- GIVEN INFORMATION -
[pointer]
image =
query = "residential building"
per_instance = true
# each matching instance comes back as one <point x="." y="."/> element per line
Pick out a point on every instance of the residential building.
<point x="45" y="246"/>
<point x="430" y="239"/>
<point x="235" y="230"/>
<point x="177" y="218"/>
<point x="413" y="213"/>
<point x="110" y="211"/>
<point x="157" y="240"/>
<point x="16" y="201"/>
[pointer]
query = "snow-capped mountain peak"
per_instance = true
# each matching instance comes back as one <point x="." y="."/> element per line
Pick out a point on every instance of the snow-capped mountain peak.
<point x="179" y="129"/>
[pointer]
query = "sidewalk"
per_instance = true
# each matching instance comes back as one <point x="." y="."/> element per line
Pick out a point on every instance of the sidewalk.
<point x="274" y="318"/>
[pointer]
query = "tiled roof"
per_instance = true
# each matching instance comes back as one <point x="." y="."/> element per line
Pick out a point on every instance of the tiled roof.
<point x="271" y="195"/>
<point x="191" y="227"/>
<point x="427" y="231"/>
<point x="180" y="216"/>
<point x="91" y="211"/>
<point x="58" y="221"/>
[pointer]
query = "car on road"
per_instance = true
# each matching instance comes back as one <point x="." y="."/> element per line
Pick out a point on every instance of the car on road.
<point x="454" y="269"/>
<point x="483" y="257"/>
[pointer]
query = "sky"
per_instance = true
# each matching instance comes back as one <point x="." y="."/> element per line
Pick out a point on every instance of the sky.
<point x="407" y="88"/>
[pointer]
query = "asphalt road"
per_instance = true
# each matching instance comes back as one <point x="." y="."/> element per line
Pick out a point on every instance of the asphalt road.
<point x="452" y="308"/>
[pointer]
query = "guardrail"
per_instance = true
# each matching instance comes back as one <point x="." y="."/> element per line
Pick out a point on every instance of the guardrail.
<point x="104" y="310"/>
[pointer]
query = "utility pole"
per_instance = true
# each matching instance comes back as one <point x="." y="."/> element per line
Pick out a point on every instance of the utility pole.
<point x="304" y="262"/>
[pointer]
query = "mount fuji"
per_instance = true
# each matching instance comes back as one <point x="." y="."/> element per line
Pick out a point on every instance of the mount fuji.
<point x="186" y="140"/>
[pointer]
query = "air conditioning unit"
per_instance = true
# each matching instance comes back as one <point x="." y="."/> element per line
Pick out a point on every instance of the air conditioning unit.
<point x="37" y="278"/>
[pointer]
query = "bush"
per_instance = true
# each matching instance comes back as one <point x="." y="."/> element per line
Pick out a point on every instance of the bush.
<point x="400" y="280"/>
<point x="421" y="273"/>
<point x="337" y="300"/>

- GIVEN EXERCISE -
All of the data must be returned exactly.

- SOLVED PROBLEM -
[pointer]
image =
query = "residential building"
per_instance = true
# each matching instance comes back as one <point x="." y="."/> element per line
Pick out a point on every instance of the residential building.
<point x="45" y="246"/>
<point x="430" y="239"/>
<point x="235" y="230"/>
<point x="177" y="218"/>
<point x="413" y="213"/>
<point x="110" y="211"/>
<point x="157" y="240"/>
<point x="16" y="201"/>
[pointer]
query = "snow-capped mountain peak"
per_instance = true
# each matching instance comes back as one <point x="." y="."/> element per line
Pick out a point on every instance of the snow-capped mountain peak.
<point x="179" y="129"/>
[pointer]
query = "sidewalk"
per_instance = true
# each matching instance comes back as one <point x="." y="."/> element per line
Pick out a point on every instance of the sidewalk.
<point x="274" y="318"/>
[pointer]
query = "tiled roof"
per_instance = true
# each matching instance comes back as one <point x="." y="."/> element per line
Pick out a point on every instance of the tiled roof.
<point x="271" y="195"/>
<point x="191" y="227"/>
<point x="427" y="231"/>
<point x="180" y="216"/>
<point x="91" y="211"/>
<point x="58" y="221"/>
[pointer]
query = "car on road"
per_instance = true
# each matching instance comes back as one <point x="." y="."/> element per line
Pick out a point on every instance of the car on road.
<point x="454" y="269"/>
<point x="483" y="257"/>
[pointer]
query = "sky"
per_instance = true
# each matching instance comes back as one <point x="." y="."/> element per line
Pick out a point on every instance of the sky.
<point x="407" y="88"/>
[pointer]
query = "asphalt road"
per_instance = true
# each matching instance comes back as one <point x="." y="."/> element per line
Pick out a point on every instance of the asphalt road.
<point x="452" y="308"/>
[pointer]
query = "guardrail"
per_instance = true
# each matching instance comes back as one <point x="." y="."/> element per line
Pick out a point on every instance of the guardrail.
<point x="104" y="310"/>
[pointer]
query = "utility pole"
per_instance = true
# each matching instance comes back as one <point x="." y="."/> element per line
Pick out a point on every instance of the utility pole.
<point x="304" y="262"/>
[pointer]
query = "mount fuji"
per_instance = true
# each matching instance comes back as one <point x="." y="."/> element per line
Pick out a point on every instance of the mount fuji.
<point x="186" y="140"/>
[pointer]
query = "air conditioning unit"
per_instance = true
# each matching instance comes back as one <point x="." y="."/> element per line
Pick out a point on every instance of the air conditioning unit.
<point x="37" y="278"/>
[pointer]
query = "bush"
per_instance = true
# each matching instance comes back as one <point x="." y="."/> element per line
Pick out a point on every instance of the bush.
<point x="400" y="280"/>
<point x="421" y="273"/>
<point x="337" y="300"/>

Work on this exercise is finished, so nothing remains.